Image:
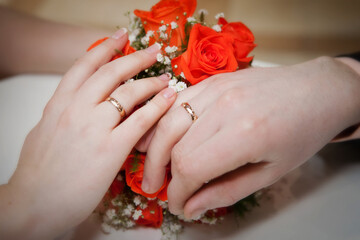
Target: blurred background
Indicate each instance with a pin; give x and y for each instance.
(286, 31)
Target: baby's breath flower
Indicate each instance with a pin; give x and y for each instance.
(191, 20)
(174, 25)
(132, 38)
(219, 15)
(217, 28)
(203, 11)
(160, 57)
(163, 36)
(180, 86)
(137, 214)
(182, 217)
(162, 28)
(163, 204)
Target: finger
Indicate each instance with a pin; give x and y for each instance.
(107, 78)
(129, 95)
(170, 129)
(208, 161)
(232, 187)
(183, 96)
(143, 144)
(87, 65)
(135, 126)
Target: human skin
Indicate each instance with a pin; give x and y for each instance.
(30, 44)
(72, 155)
(254, 126)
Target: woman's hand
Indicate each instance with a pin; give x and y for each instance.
(254, 126)
(70, 158)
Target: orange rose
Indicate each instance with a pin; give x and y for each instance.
(243, 40)
(208, 53)
(165, 12)
(127, 49)
(134, 169)
(152, 216)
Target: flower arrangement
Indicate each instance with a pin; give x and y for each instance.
(191, 50)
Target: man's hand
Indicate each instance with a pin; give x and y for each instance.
(254, 126)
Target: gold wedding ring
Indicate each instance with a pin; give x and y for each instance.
(188, 108)
(118, 106)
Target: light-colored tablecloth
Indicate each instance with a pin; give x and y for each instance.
(319, 200)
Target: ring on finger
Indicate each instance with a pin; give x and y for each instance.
(189, 109)
(118, 106)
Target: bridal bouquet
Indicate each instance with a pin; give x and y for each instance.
(193, 49)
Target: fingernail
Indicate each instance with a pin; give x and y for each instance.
(153, 48)
(145, 185)
(197, 214)
(119, 33)
(165, 77)
(168, 93)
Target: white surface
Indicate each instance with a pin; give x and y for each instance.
(318, 201)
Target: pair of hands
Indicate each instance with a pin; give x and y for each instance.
(254, 126)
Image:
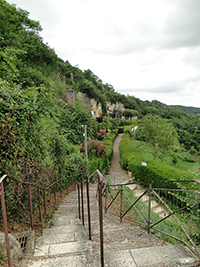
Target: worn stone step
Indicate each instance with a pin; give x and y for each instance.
(61, 238)
(65, 220)
(62, 249)
(74, 228)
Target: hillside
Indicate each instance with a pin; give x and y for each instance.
(40, 133)
(191, 110)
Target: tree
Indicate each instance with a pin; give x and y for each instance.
(159, 133)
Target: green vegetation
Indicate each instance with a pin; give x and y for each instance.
(41, 134)
(159, 134)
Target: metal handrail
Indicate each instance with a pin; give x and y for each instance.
(30, 205)
(151, 191)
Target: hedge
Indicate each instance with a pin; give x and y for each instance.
(103, 164)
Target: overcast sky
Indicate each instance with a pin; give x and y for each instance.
(146, 48)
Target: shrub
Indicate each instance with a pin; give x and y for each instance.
(95, 149)
(103, 163)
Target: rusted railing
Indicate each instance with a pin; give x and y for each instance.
(153, 206)
(101, 185)
(39, 204)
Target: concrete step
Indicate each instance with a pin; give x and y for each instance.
(73, 228)
(62, 249)
(143, 257)
(61, 238)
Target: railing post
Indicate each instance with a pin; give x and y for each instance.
(88, 204)
(44, 199)
(30, 204)
(55, 193)
(121, 195)
(5, 221)
(82, 203)
(40, 217)
(149, 211)
(105, 200)
(101, 222)
(79, 204)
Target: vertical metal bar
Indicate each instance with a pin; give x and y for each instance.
(40, 217)
(30, 203)
(82, 203)
(44, 199)
(55, 193)
(121, 194)
(149, 213)
(79, 203)
(61, 188)
(88, 204)
(105, 200)
(5, 224)
(101, 223)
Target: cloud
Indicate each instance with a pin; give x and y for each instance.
(182, 25)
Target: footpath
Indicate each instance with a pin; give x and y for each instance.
(66, 242)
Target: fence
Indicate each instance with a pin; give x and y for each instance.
(38, 202)
(42, 202)
(173, 213)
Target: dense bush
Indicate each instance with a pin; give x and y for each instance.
(103, 163)
(95, 149)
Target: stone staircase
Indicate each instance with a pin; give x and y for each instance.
(66, 242)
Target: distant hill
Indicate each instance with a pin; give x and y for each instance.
(191, 110)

————

■ TASK DETAILS: Restate the final lines of the listing above word for word, beginning at the line that contains "Target: cloud".

■ CORRECT OUTPUT:
Target: cloud
Indicate each instance with a pin; give x and y for each instance.
(182, 25)
Target: footpath
Indicate each instance with a pin; give x and y for each instance.
(66, 242)
Target: fence
Indicate each instance with a pin; give x and y for each instance.
(38, 202)
(42, 202)
(173, 213)
Target: dense bush
Indicate each instance with a pin; give x and y for each instance.
(103, 163)
(95, 149)
Target: stone staircase
Indicate each instance with a pin; give x and y for each instance.
(66, 242)
Target: distant hill
Indicate each instance with a pin; give x and y for each instance.
(191, 110)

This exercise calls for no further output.